[Location labeling records]

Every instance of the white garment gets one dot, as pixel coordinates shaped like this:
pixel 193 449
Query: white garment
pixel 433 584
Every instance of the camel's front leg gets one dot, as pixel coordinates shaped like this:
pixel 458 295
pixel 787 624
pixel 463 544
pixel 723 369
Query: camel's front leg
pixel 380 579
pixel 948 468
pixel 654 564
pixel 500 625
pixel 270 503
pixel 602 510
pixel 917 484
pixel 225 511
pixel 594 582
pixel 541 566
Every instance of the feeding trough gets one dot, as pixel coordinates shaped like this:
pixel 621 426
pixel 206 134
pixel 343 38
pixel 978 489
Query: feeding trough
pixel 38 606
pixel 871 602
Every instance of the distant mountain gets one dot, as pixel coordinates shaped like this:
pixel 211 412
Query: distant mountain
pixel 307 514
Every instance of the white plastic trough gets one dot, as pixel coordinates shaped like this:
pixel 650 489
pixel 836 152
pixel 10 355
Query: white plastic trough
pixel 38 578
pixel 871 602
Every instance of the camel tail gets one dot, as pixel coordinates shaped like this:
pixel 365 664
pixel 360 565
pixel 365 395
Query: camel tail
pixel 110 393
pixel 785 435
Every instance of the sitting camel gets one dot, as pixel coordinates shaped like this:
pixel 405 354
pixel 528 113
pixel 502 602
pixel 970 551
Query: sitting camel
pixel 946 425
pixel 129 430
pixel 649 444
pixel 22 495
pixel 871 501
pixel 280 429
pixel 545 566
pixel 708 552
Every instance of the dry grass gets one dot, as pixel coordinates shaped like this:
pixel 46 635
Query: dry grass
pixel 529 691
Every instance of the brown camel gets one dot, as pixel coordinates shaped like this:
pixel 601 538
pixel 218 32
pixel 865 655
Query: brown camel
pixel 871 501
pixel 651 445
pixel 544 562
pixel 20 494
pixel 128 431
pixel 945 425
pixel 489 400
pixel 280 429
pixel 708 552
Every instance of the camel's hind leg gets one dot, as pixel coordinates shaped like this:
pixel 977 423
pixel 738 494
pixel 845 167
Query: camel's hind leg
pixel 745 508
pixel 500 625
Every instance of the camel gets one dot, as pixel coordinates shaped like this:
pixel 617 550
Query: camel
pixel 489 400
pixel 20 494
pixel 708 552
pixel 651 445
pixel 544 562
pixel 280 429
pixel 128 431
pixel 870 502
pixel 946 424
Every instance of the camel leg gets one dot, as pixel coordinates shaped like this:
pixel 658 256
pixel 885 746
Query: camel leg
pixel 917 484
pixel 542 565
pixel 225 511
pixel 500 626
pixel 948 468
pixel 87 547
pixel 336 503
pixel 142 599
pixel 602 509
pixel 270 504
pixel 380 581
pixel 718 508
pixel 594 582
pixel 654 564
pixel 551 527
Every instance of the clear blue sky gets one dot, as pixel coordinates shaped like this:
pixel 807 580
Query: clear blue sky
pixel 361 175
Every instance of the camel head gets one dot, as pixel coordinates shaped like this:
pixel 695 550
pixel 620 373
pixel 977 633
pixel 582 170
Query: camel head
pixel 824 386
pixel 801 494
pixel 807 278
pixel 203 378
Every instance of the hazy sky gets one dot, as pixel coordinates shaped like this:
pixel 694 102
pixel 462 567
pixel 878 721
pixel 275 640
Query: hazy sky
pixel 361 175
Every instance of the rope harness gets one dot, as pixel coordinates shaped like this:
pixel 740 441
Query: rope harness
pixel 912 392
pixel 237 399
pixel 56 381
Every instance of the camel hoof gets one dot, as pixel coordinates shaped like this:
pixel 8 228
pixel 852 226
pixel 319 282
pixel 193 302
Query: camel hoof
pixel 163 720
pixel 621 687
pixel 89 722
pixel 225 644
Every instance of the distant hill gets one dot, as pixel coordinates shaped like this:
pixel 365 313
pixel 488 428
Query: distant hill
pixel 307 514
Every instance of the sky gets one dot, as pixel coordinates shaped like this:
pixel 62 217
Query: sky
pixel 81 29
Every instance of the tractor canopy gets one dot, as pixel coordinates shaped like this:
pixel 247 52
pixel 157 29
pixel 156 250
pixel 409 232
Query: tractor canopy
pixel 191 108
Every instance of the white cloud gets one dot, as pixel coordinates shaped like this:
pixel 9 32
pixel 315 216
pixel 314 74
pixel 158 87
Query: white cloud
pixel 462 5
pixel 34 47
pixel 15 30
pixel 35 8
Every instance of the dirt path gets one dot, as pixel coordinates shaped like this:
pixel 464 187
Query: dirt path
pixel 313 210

Problem to work on:
Word for word, restate all of the data shown above.

Reply to the task:
Every instance of the white garment gets one dot, as pixel coordinates shaped like this:
pixel 193 449
Query: white garment
pixel 433 584
Every instance of the camel's front leg gets one dot, as pixel coordinates shaped like this:
pixel 458 295
pixel 787 624
pixel 463 544
pixel 723 369
Query: camel's front leg
pixel 380 579
pixel 948 468
pixel 654 564
pixel 500 625
pixel 270 503
pixel 602 510
pixel 917 484
pixel 225 511
pixel 594 582
pixel 541 566
Every instance of the feeding trough gets one dot, as pixel coordinates shaped like this:
pixel 621 426
pixel 206 134
pixel 343 38
pixel 978 489
Query: feeding trough
pixel 38 606
pixel 871 602
Every instance of the distant mountain gets one dot, as pixel coordinates shaped like this:
pixel 211 412
Query: distant mountain
pixel 307 514
Every instance of the white plastic trough gets one dot, as pixel coordinates shaped like this:
pixel 650 489
pixel 836 152
pixel 10 355
Query: white plastic trough
pixel 38 578
pixel 871 602
Every instance of the camel tail gets one dot, as pixel coordinates shaped like this:
pixel 365 664
pixel 360 565
pixel 365 395
Query: camel tail
pixel 110 393
pixel 785 435
Every instance of the sitting camel gets one dot, as pixel coordinates shaped like this:
pixel 405 354
pixel 528 113
pixel 502 602
pixel 970 551
Query: sitting camel
pixel 946 425
pixel 129 430
pixel 649 444
pixel 22 495
pixel 871 501
pixel 280 429
pixel 545 566
pixel 708 552
Every instance of the dry grass gets one dot, as pixel coordinates shaped like this:
pixel 46 635
Query: dry grass
pixel 529 691
Every instance of the brown camel gets one dot, as pixel coordinates shaped like this:
pixel 601 538
pixel 218 32
pixel 865 655
Query: brown camel
pixel 871 501
pixel 651 445
pixel 544 562
pixel 20 494
pixel 128 431
pixel 945 425
pixel 489 400
pixel 280 429
pixel 708 552
Every instance of the camel's hind leg gets one dot, as pixel coordinates shaped like this:
pixel 977 423
pixel 738 494
pixel 845 167
Query: camel's hind leg
pixel 745 508
pixel 500 625
Every instance of the camel gets one dot, as pixel coordinates shaped like this:
pixel 617 550
Query: camel
pixel 489 400
pixel 20 494
pixel 708 552
pixel 651 445
pixel 544 562
pixel 280 429
pixel 128 431
pixel 870 502
pixel 946 424
Every instance of the camel leg gets one dot, as pixel coordinates shaped like this:
pixel 658 256
pixel 885 746
Query: camel leg
pixel 917 484
pixel 542 565
pixel 225 511
pixel 500 626
pixel 948 468
pixel 87 547
pixel 336 503
pixel 142 599
pixel 602 509
pixel 270 504
pixel 380 581
pixel 718 508
pixel 594 582
pixel 654 564
pixel 551 527
Every instance of the clear blue sky gets one dot, as pixel coordinates shaped like this:
pixel 807 580
Query: clear blue sky
pixel 361 175
Every instance of the camel head gets one dot, as pixel coordinates shaped like this:
pixel 695 550
pixel 620 373
pixel 977 633
pixel 582 170
Query: camel head
pixel 824 386
pixel 801 494
pixel 807 278
pixel 203 378
Every instance of the hazy sky gets one dot, as pixel coordinates shaped like this:
pixel 694 102
pixel 462 567
pixel 878 721
pixel 275 640
Query: hazy sky
pixel 361 175
Every instance of the rope harness gets one dot, as pixel coordinates shaped like this:
pixel 740 441
Query: rope harness
pixel 912 392
pixel 237 399
pixel 56 381
Every instance of the camel hoof gets one dot, as pixel coordinates shaped like this:
pixel 8 228
pixel 852 226
pixel 319 282
pixel 193 302
Query: camel hoof
pixel 163 720
pixel 621 687
pixel 89 722
pixel 225 644
Every instance of the distant hill gets one dot, as pixel coordinates shaped like this:
pixel 365 313
pixel 488 428
Query: distant hill
pixel 307 514
Every instance of the sky gets one dot, as pixel coordinates shaped like this:
pixel 62 217
Query: sky
pixel 81 29
Every instance of the tractor canopy gets one dot, as pixel coordinates shaped like this:
pixel 247 52
pixel 157 29
pixel 156 250
pixel 409 232
Query: tractor canopy
pixel 191 108
Every instance of the white cloud gets one dot, as pixel coordinates shaped like this:
pixel 9 32
pixel 315 216
pixel 314 74
pixel 158 87
Query: white cloud
pixel 462 5
pixel 34 47
pixel 15 30
pixel 35 8
Every instance of the dirt path gets one dot, as pixel coordinates shaped like this:
pixel 464 187
Query: dirt path
pixel 313 210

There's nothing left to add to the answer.